**Task statement**
Extract every one of the lines below and reproduce each verbatim, without any alteration.

++++++

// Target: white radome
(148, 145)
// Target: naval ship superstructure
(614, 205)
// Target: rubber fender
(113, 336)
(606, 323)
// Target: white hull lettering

++++++

**Response to this task**
// Target: white radome
(148, 145)
// Target: naval ship superstructure
(614, 205)
// Target: rubber fender
(113, 336)
(606, 323)
// Target: white hull lettering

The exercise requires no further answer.